Task description: Look at the entries below and reproduce them exactly.

Items:
════════

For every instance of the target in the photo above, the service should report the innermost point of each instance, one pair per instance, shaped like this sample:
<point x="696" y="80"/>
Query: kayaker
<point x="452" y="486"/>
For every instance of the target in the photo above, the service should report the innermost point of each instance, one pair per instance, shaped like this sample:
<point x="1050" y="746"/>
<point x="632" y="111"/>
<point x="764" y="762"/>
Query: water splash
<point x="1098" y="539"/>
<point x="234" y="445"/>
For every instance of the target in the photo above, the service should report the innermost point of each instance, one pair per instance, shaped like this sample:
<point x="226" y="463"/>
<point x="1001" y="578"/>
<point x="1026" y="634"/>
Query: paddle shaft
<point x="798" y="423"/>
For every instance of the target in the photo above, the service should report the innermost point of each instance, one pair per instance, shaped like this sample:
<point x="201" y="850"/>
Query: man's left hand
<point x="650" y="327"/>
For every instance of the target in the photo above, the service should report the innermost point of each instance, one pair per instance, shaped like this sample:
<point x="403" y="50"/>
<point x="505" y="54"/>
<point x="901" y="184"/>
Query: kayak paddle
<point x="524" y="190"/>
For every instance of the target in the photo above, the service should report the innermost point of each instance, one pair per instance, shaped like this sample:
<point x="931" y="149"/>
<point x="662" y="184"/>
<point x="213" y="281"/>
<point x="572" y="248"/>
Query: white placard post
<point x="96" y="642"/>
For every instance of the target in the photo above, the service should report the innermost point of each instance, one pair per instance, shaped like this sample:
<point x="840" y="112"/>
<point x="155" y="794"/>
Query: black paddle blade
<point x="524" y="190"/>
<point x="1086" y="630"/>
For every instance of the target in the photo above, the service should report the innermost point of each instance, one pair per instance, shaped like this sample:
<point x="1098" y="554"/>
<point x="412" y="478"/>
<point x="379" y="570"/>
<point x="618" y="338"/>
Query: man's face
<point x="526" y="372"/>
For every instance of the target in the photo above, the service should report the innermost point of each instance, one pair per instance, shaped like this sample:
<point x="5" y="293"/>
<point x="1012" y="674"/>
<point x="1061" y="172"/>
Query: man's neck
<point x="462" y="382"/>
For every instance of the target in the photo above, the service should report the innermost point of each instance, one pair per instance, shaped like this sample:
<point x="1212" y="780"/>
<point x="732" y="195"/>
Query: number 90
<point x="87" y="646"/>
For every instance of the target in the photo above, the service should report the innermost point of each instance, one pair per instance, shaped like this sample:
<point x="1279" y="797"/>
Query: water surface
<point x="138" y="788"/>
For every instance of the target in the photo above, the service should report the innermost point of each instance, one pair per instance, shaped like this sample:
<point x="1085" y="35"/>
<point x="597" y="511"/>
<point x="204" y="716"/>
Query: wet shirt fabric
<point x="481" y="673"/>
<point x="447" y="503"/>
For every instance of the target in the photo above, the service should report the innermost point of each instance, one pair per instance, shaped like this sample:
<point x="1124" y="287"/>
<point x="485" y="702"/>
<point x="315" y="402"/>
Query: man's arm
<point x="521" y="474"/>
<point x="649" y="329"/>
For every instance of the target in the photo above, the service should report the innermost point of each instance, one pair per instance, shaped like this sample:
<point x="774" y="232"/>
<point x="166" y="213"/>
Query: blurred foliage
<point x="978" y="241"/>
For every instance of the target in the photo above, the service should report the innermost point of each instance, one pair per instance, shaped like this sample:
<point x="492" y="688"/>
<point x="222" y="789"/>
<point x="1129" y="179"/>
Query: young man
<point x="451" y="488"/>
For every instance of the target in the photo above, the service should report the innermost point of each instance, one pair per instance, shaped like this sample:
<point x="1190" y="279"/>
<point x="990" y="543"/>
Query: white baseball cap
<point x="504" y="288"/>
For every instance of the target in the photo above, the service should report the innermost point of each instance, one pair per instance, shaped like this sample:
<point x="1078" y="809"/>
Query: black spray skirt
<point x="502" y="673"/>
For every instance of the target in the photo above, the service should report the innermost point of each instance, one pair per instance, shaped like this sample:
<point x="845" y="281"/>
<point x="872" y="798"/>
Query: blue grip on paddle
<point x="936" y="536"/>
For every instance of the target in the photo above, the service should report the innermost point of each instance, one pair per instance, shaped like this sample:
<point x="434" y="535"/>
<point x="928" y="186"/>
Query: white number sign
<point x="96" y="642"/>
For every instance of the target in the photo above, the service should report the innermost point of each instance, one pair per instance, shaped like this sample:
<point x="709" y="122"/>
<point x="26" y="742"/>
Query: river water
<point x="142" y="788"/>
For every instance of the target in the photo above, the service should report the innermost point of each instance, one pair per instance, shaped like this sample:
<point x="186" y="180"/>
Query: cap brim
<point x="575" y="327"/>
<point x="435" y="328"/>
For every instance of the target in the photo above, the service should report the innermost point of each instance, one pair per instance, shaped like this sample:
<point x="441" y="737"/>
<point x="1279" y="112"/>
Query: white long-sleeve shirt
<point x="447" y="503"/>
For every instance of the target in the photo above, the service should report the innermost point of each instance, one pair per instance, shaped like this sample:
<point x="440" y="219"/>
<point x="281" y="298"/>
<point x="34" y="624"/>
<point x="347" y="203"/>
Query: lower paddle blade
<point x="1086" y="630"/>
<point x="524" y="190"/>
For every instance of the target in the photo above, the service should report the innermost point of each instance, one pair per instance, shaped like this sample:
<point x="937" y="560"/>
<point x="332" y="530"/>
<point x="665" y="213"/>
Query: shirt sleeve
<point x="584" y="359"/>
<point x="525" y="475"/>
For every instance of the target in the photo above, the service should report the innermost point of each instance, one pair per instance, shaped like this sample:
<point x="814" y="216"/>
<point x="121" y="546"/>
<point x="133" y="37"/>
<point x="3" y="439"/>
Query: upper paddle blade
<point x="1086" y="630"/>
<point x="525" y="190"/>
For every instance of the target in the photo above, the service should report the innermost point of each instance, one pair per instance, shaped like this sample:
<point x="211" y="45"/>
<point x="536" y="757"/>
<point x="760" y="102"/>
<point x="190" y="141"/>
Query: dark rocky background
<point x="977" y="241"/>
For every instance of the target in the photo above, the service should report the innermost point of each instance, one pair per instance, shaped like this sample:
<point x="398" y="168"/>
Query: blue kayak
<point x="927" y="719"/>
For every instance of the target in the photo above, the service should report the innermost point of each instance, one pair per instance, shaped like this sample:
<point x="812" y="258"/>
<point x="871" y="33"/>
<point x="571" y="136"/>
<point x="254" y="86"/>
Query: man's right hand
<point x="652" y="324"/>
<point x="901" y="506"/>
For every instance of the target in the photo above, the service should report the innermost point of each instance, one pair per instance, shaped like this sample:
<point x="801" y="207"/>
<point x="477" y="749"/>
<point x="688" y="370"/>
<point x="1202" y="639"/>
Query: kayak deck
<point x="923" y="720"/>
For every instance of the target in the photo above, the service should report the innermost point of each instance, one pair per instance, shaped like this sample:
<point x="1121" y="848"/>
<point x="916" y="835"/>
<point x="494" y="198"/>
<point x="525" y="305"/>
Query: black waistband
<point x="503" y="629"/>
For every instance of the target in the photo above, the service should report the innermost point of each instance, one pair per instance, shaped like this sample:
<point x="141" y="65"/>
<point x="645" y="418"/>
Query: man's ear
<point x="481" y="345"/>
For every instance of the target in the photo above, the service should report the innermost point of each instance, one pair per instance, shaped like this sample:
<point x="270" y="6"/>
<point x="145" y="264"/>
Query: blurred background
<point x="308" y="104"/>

════════

The reply:
For every instance of the target in the photo above, the service should report the innermost point of each instance, one pair per instance, shaped like this sample:
<point x="696" y="80"/>
Query: kayaker
<point x="452" y="486"/>
For every instance of the target in the photo above, the service should report the innermost point of each instance, one pair per instance, shaped like this sample:
<point x="1050" y="746"/>
<point x="632" y="111"/>
<point x="764" y="762"/>
Query: water splash
<point x="1098" y="539"/>
<point x="234" y="445"/>
For every instance of the target in the photo above, the service should report the innermost point of each instance, one pair per instance, shaped like this sample:
<point x="226" y="463"/>
<point x="1001" y="578"/>
<point x="1026" y="634"/>
Query: paddle shaft
<point x="798" y="423"/>
For every instance of the target in the photo above, the service should report the innermost point of each instance, one pair per instance, shaped like this sample:
<point x="201" y="850"/>
Query: man's left hand
<point x="650" y="327"/>
For every instance of the target in the photo above, the service should report the innermost point of each instance, one pair per instance, shaped like this sample:
<point x="403" y="50"/>
<point x="505" y="54"/>
<point x="901" y="184"/>
Query: kayak paddle
<point x="524" y="190"/>
For every instance of the target in the photo above, the service should report the innermost point of each instance, one pair per instance, shaped like this sample:
<point x="931" y="149"/>
<point x="662" y="184"/>
<point x="213" y="281"/>
<point x="572" y="248"/>
Query: white placard post
<point x="96" y="642"/>
For every instance of the target in the photo above, the service should report the innermost point of each instance, one pair per instance, shaped like this sample:
<point x="840" y="112"/>
<point x="155" y="794"/>
Query: black paddle blade
<point x="524" y="190"/>
<point x="1086" y="630"/>
For every instance of the target in the photo above, the service should report the innermost point of each instance, one pair per instance, shaped like this sample:
<point x="1098" y="554"/>
<point x="412" y="478"/>
<point x="379" y="570"/>
<point x="618" y="338"/>
Query: man's face
<point x="526" y="372"/>
For every instance of the target in the photo above, the service should report the innermost point of each instance, one pair per instance, shaped like this sample:
<point x="5" y="293"/>
<point x="1012" y="674"/>
<point x="1061" y="172"/>
Query: man's neck
<point x="462" y="382"/>
For every instance of the target in the photo above, the service should report the innermost point of each instance, one pair per instance, shaped like this sample:
<point x="1212" y="780"/>
<point x="732" y="195"/>
Query: number 90
<point x="87" y="646"/>
For every instance of the target in the photo above, the service should report the innermost point of each instance, one pair per instance, shaped like this sample:
<point x="1279" y="797"/>
Query: water surface
<point x="138" y="788"/>
For every instance of the target in the photo above, the service should report the innermost point of each instance, one pair per instance, shaped like this sample:
<point x="1085" y="35"/>
<point x="597" y="511"/>
<point x="204" y="716"/>
Query: wet shirt fabric
<point x="481" y="673"/>
<point x="447" y="503"/>
For every instance of the target in the photo above, the service should report the innermost point of each instance, one pair per instance, shaped like this sample:
<point x="1124" y="287"/>
<point x="485" y="702"/>
<point x="315" y="402"/>
Query: man's arm
<point x="521" y="474"/>
<point x="649" y="329"/>
For every instance of the target in the photo above, the service should report the innermost point of each instance, one pair per instance, shaped like this sample:
<point x="774" y="232"/>
<point x="166" y="213"/>
Query: blurred foliage
<point x="978" y="241"/>
For every instance of the target in the photo above, the service should report the innermost point of each instance, one pair per instance, shaped like this sample:
<point x="492" y="688"/>
<point x="222" y="789"/>
<point x="1129" y="179"/>
Query: young man
<point x="451" y="488"/>
For every instance of the target in the photo above, the service should report the innermost point of each instance, one pair per instance, shaped like this sample:
<point x="1190" y="279"/>
<point x="990" y="543"/>
Query: white baseball cap
<point x="504" y="288"/>
For every instance of the target in the photo above, the service should report the innermost point of each instance, one pair per instance, shaped like this sample:
<point x="1078" y="809"/>
Query: black spray skirt
<point x="502" y="673"/>
For every instance of the target in the photo above, the service should report the innermost point of each instance, one pair per instance, shaped like this sample:
<point x="845" y="281"/>
<point x="872" y="798"/>
Query: blue grip on paddle
<point x="936" y="536"/>
For every instance of the target in the photo above, the service should report the innermost point of each instance, one pair per instance, shaped like this sample:
<point x="434" y="535"/>
<point x="928" y="186"/>
Query: white number sign
<point x="96" y="642"/>
For every instance of the target in the photo above, the service should report the innermost point of each instance, one pair per instance, shaped like this sample:
<point x="709" y="122"/>
<point x="26" y="742"/>
Query: river water
<point x="142" y="788"/>
For every instance of the target in the photo above, the service should report the innermost point of each instance, one pair per instance, shaped like this sample:
<point x="186" y="180"/>
Query: cap brim
<point x="575" y="327"/>
<point x="435" y="328"/>
For every instance of the target in the photo above, the service should report the innermost point of each instance, one pair per instance, shaped like this sample:
<point x="441" y="737"/>
<point x="1279" y="112"/>
Query: white long-sleeve shirt
<point x="447" y="503"/>
For every instance of the target in the photo above, the service should report the innermost point of each instance, one pair per instance, shaped like this sample:
<point x="440" y="219"/>
<point x="281" y="298"/>
<point x="34" y="624"/>
<point x="347" y="203"/>
Query: lower paddle blade
<point x="1086" y="630"/>
<point x="524" y="190"/>
For every instance of the target in the photo above, the service should report the innermost point of each instance, one pair per instance, shaped like this sample:
<point x="937" y="560"/>
<point x="332" y="530"/>
<point x="665" y="213"/>
Query: shirt sleeve
<point x="584" y="359"/>
<point x="525" y="475"/>
For every instance of the target in the photo above, the service should report the innermost point of each instance, one pair per instance, shaped like this sample:
<point x="814" y="216"/>
<point x="121" y="546"/>
<point x="133" y="37"/>
<point x="3" y="439"/>
Query: upper paddle blade
<point x="1086" y="630"/>
<point x="525" y="190"/>
For every instance of the target in the photo above, the service should report the innermost point of each instance, one pair per instance, shaped like this sample:
<point x="211" y="45"/>
<point x="536" y="757"/>
<point x="760" y="102"/>
<point x="190" y="141"/>
Query: dark rocky background
<point x="977" y="241"/>
For every instance of the target in the photo above, the service should report the innermost point of each instance, one pair per instance, shaped like this sample:
<point x="398" y="168"/>
Query: blue kayak
<point x="927" y="719"/>
For every instance of the target in the photo above, the service should report the innermost point of each instance, one pair per instance, shaped like this sample:
<point x="812" y="258"/>
<point x="871" y="33"/>
<point x="571" y="136"/>
<point x="254" y="86"/>
Query: man's right hand
<point x="652" y="324"/>
<point x="901" y="506"/>
For every instance of the target in the photo above, the service should report the innermost point of each instance, one pair per instance, shaped like this sample:
<point x="801" y="207"/>
<point x="477" y="749"/>
<point x="688" y="370"/>
<point x="1202" y="639"/>
Query: kayak deck
<point x="923" y="720"/>
For every instance of the target in the photo above, the service should report the innermost point of each instance, one pair per instance, shaped like this sample:
<point x="1121" y="848"/>
<point x="916" y="835"/>
<point x="494" y="198"/>
<point x="525" y="305"/>
Query: black waistband
<point x="503" y="629"/>
For every instance of the target in the photo above, the service should report the innermost point of each instance, one pair per instance, shaped like this sample:
<point x="141" y="65"/>
<point x="645" y="418"/>
Query: man's ear
<point x="481" y="345"/>
For every instance of the target in the photo above, the service should report the innermost point of each instance, one pair per instance, shaped like this sample:
<point x="270" y="6"/>
<point x="145" y="264"/>
Query: blurred background
<point x="308" y="104"/>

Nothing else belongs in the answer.